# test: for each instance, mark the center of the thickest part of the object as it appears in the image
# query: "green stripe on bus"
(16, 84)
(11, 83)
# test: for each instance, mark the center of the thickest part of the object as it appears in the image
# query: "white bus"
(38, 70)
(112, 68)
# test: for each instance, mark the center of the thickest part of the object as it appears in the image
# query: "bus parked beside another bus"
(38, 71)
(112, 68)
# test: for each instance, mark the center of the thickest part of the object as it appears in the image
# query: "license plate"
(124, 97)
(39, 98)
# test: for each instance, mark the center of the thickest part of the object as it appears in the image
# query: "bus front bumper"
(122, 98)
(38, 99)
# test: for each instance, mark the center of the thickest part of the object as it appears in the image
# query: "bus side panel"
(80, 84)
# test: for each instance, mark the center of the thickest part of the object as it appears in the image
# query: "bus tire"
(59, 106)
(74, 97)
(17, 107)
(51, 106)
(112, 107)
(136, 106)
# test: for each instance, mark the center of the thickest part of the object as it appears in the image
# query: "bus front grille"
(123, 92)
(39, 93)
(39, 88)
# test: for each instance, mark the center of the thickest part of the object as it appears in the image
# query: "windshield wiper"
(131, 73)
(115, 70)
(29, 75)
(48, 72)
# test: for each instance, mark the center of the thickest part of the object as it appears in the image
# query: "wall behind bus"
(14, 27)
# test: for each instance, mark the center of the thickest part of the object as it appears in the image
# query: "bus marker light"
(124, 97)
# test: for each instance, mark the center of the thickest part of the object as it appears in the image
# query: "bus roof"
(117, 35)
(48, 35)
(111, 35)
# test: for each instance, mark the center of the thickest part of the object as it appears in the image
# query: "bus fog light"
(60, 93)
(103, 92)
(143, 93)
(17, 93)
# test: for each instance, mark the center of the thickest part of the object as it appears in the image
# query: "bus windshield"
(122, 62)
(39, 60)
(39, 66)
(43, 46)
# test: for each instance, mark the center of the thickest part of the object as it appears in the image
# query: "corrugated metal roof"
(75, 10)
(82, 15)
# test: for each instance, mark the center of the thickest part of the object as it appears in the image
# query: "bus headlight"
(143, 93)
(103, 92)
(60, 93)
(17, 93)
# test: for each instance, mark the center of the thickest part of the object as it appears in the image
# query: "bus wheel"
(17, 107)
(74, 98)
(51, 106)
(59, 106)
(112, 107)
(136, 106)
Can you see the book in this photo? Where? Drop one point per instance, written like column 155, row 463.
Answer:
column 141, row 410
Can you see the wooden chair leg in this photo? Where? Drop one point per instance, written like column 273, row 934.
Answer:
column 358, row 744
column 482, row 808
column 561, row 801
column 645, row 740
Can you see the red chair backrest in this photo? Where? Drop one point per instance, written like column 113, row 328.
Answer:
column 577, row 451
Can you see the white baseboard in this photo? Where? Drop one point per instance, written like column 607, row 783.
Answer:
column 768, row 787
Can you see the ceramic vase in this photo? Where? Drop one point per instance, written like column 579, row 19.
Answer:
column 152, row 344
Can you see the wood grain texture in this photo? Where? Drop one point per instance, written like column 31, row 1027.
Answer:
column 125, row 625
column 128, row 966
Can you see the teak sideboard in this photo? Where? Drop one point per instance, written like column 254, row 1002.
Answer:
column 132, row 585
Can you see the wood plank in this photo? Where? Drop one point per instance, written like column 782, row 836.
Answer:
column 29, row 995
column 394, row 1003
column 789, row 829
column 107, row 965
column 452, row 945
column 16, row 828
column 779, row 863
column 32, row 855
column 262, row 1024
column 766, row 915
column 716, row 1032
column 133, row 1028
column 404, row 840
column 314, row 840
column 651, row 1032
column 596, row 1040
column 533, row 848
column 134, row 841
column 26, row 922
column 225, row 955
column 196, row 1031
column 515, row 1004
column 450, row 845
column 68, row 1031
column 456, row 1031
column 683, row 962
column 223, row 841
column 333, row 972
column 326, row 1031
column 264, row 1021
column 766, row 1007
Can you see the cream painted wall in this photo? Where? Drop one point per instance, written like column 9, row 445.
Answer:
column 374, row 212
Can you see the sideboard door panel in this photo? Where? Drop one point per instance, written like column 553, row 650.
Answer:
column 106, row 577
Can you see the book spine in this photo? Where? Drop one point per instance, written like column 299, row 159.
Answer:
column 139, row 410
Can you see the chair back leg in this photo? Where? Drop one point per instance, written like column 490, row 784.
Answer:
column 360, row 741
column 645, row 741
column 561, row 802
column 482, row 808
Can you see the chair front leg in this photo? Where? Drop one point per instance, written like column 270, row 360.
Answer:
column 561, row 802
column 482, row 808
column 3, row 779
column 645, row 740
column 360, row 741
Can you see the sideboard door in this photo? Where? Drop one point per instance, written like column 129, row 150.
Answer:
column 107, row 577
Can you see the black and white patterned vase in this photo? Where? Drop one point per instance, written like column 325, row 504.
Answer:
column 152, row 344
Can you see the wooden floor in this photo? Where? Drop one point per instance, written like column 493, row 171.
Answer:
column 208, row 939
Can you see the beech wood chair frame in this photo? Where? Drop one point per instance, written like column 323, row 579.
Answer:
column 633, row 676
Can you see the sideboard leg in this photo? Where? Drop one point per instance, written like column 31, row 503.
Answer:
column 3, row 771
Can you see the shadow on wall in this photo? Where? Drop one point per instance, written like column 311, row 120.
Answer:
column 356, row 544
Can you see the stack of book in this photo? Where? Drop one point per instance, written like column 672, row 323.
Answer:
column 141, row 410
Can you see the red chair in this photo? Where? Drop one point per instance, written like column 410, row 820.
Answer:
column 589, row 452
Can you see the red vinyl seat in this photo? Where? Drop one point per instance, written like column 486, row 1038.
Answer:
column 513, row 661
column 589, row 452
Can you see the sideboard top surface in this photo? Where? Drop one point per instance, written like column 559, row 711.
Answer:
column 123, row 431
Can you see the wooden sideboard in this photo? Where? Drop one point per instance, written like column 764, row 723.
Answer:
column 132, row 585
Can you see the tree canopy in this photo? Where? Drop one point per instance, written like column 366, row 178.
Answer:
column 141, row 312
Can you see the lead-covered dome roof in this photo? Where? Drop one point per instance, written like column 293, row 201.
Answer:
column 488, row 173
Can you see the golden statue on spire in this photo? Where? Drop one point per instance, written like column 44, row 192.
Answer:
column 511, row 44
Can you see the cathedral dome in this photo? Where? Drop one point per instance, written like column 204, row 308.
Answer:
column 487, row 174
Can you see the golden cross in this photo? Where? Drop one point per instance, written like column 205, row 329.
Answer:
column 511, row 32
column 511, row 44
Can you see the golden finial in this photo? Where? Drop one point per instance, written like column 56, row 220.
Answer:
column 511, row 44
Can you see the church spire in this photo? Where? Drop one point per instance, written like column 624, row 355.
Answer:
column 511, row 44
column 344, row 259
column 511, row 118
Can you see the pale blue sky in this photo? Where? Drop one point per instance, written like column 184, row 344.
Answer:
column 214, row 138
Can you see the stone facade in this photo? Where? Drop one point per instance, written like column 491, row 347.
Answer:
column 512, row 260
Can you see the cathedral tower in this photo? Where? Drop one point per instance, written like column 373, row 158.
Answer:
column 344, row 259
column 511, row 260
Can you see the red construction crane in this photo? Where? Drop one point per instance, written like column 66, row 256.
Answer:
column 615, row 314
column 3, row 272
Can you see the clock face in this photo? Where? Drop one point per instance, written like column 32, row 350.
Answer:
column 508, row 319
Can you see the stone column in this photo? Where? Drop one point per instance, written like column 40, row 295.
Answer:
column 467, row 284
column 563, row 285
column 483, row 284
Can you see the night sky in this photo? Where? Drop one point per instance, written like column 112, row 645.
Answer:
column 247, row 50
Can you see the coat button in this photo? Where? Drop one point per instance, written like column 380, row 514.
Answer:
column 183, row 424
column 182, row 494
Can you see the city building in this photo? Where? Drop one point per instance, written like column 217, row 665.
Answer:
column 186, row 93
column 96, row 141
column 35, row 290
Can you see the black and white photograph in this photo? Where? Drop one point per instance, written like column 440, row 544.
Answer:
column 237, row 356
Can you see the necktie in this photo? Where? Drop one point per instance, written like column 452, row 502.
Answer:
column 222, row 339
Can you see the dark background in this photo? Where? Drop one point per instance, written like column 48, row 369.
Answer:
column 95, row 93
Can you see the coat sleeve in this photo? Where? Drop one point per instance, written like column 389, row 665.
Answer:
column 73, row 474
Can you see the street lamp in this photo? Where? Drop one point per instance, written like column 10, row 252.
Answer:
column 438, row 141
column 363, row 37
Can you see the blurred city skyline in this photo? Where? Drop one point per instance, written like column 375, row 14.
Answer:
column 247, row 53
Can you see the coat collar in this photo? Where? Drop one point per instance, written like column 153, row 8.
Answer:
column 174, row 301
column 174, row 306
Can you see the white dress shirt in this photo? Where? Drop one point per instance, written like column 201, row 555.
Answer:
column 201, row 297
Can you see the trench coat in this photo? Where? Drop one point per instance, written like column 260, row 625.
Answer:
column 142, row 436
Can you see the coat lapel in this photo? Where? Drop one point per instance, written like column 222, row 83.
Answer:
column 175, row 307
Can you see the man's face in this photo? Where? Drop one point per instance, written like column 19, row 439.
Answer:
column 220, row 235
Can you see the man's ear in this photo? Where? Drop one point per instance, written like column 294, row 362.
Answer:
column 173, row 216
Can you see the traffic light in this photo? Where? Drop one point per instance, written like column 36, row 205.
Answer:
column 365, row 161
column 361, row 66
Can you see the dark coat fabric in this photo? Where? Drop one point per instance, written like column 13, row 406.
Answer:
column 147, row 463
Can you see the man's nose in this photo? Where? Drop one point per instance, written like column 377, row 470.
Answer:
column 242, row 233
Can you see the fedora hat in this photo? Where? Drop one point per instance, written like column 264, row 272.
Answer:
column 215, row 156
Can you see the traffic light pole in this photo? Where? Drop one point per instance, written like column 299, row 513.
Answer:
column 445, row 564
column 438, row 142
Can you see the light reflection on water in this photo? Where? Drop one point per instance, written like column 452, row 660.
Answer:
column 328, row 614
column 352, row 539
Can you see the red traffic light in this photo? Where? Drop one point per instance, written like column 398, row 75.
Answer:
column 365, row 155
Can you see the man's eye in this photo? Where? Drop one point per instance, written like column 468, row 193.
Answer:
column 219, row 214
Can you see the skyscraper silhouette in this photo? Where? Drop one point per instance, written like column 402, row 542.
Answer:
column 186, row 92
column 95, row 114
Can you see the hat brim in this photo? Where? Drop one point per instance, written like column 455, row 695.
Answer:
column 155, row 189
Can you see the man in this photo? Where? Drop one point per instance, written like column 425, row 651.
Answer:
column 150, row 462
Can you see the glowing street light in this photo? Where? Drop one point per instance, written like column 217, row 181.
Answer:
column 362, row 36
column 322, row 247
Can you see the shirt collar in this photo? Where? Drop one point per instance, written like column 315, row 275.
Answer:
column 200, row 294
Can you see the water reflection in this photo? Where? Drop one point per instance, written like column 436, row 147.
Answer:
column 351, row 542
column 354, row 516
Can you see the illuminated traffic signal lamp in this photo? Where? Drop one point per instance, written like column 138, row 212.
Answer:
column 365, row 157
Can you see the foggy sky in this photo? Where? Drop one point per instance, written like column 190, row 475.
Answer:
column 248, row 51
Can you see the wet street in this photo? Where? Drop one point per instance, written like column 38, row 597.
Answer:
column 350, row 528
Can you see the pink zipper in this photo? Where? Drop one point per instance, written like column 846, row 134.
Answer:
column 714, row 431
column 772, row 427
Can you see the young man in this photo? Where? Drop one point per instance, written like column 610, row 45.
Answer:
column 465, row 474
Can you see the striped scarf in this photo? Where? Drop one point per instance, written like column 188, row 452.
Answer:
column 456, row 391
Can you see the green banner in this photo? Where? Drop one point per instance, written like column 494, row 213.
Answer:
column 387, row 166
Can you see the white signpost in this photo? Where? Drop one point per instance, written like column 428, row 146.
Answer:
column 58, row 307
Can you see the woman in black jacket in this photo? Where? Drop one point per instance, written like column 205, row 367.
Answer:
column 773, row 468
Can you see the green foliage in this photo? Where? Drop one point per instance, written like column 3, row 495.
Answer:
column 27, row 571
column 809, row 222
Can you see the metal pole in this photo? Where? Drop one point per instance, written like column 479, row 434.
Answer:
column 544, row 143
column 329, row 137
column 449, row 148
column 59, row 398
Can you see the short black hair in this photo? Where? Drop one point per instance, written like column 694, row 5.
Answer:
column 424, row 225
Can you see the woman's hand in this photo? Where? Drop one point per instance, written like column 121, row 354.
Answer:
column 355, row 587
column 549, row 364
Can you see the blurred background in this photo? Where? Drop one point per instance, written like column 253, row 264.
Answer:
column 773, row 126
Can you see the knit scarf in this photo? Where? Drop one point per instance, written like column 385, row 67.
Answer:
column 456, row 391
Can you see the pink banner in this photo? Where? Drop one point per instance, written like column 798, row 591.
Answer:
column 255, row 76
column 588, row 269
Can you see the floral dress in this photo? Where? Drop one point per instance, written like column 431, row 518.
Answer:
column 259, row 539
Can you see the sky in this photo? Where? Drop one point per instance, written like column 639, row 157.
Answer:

•••••

Reply by stating only how many lines in the listing hold the word "street".

3